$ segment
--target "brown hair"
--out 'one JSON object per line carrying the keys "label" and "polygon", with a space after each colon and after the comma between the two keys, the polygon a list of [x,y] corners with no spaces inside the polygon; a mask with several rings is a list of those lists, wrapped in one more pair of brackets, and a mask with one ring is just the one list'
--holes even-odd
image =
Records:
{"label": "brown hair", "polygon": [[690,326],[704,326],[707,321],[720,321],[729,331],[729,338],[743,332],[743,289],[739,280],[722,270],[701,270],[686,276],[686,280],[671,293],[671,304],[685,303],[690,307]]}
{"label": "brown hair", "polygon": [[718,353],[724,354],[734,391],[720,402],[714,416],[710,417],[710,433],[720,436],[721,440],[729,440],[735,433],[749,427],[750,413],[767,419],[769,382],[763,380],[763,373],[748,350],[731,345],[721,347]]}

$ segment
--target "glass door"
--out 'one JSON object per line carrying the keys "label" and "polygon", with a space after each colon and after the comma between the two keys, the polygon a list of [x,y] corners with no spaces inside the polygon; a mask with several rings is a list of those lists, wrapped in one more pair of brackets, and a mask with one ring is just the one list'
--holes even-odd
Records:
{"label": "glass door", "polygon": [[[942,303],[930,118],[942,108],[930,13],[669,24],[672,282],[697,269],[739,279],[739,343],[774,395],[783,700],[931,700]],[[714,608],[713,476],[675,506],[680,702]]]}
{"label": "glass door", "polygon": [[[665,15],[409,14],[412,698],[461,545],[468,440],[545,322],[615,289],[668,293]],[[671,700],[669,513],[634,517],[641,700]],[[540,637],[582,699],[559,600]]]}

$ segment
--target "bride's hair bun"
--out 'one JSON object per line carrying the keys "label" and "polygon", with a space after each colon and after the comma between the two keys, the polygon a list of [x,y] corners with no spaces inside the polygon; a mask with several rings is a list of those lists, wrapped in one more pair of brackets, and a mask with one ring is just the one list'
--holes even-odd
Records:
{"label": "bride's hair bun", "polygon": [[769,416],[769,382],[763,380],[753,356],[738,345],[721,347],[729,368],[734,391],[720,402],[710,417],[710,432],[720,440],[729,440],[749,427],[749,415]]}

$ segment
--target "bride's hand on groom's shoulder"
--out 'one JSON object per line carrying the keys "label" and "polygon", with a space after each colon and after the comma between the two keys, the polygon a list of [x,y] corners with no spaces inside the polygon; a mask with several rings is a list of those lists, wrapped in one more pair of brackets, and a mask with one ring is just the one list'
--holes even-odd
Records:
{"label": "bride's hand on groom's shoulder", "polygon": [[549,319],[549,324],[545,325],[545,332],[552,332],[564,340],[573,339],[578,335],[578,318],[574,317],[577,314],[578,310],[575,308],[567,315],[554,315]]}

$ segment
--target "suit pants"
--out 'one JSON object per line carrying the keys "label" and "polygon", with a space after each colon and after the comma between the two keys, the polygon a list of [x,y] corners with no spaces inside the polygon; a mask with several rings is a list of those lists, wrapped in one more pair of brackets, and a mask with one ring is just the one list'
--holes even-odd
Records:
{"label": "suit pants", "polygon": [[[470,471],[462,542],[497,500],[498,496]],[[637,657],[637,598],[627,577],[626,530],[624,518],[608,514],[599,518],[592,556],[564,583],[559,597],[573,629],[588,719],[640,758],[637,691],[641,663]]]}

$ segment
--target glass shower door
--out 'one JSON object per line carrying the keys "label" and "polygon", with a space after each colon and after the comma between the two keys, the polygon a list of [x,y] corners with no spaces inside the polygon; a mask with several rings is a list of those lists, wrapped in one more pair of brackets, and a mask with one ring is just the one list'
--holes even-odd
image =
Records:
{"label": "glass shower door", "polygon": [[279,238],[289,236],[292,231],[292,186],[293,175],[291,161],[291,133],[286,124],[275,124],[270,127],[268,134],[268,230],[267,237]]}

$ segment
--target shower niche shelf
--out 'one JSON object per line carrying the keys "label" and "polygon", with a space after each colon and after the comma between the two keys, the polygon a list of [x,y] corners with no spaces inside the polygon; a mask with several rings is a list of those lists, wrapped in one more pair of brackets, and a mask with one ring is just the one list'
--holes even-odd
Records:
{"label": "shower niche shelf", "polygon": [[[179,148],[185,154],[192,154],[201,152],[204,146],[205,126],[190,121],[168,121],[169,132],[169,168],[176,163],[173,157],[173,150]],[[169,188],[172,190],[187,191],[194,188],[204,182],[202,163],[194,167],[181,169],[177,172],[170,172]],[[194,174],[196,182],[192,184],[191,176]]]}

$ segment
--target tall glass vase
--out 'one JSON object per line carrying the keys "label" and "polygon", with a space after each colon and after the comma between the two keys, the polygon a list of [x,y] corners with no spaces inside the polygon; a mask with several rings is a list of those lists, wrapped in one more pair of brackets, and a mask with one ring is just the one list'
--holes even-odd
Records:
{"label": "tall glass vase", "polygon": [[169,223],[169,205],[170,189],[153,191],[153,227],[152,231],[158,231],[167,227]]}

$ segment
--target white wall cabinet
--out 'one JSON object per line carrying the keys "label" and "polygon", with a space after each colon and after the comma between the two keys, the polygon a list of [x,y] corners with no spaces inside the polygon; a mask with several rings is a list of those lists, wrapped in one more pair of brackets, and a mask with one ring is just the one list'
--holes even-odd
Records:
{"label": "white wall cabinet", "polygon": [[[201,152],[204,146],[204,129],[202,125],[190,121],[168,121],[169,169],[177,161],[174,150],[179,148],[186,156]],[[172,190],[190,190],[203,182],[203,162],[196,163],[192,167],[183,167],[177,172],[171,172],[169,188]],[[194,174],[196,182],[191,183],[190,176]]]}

» Set task: Report each line of the material above that contains the string "groom", copying every such line in full.

» Solution for this problem:
--target "bride's hand on groom's shoulder"
{"label": "bride's hand on groom's shoulder", "polygon": [[549,319],[549,324],[545,325],[545,332],[552,332],[564,340],[573,339],[578,335],[578,318],[574,317],[577,314],[578,310],[575,308],[567,315],[554,315]]}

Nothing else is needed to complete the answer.